== WHAT NEEDS TO BE DONE ==
Copy the listing below line for line, with no changes.

[Dataset excerpt]

-- BEGIN --

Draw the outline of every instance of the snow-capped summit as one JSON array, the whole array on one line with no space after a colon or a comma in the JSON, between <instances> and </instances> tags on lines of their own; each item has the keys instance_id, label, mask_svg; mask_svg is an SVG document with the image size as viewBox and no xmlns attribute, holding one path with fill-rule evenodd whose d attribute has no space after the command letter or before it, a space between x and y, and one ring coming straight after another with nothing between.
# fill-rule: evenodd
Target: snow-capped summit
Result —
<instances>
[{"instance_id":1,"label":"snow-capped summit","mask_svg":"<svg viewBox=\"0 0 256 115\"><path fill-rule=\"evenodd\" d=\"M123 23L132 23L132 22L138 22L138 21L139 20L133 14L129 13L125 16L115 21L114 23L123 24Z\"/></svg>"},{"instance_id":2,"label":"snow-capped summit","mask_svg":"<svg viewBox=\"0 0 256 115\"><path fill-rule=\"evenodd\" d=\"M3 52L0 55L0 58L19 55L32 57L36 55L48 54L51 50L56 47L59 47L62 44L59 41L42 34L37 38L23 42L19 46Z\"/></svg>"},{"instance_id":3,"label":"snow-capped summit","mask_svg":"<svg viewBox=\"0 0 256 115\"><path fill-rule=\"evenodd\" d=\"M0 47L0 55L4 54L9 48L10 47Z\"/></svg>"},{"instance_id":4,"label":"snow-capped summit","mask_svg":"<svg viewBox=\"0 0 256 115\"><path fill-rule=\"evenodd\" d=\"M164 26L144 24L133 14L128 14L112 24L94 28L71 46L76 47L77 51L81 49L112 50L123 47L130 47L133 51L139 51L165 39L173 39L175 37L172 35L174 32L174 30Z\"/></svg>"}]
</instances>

-- END --

== IN RESPONSE ==
Draw the outline of every instance of the snow-capped summit as one JSON array, the whole array on one line with no space after a colon or a comma in the JSON, between <instances> and </instances> tags on lines of their own; each item has the keys instance_id, label, mask_svg; mask_svg is an SVG document with the image size as viewBox and no xmlns attribute, holding one path with fill-rule evenodd whose d attribute has no space after the command letter or before it, a space between x and y, and one ring coming straight after another with nothing between.
# fill-rule: evenodd
Target: snow-capped summit
Result —
<instances>
[{"instance_id":1,"label":"snow-capped summit","mask_svg":"<svg viewBox=\"0 0 256 115\"><path fill-rule=\"evenodd\" d=\"M123 23L132 23L132 22L138 22L138 21L139 20L133 14L129 13L125 16L115 21L114 23L123 24Z\"/></svg>"},{"instance_id":2,"label":"snow-capped summit","mask_svg":"<svg viewBox=\"0 0 256 115\"><path fill-rule=\"evenodd\" d=\"M3 52L0 55L0 58L19 55L32 57L36 55L48 54L51 50L56 47L59 47L62 44L59 41L42 34L37 38L23 42L19 46Z\"/></svg>"},{"instance_id":3,"label":"snow-capped summit","mask_svg":"<svg viewBox=\"0 0 256 115\"><path fill-rule=\"evenodd\" d=\"M0 47L0 55L4 54L9 48L10 47Z\"/></svg>"},{"instance_id":4,"label":"snow-capped summit","mask_svg":"<svg viewBox=\"0 0 256 115\"><path fill-rule=\"evenodd\" d=\"M164 26L144 24L133 14L128 14L112 24L94 28L71 46L76 47L77 51L81 49L112 50L123 47L130 47L133 51L139 51L165 39L173 39L175 37L172 35L174 32L174 30Z\"/></svg>"}]
</instances>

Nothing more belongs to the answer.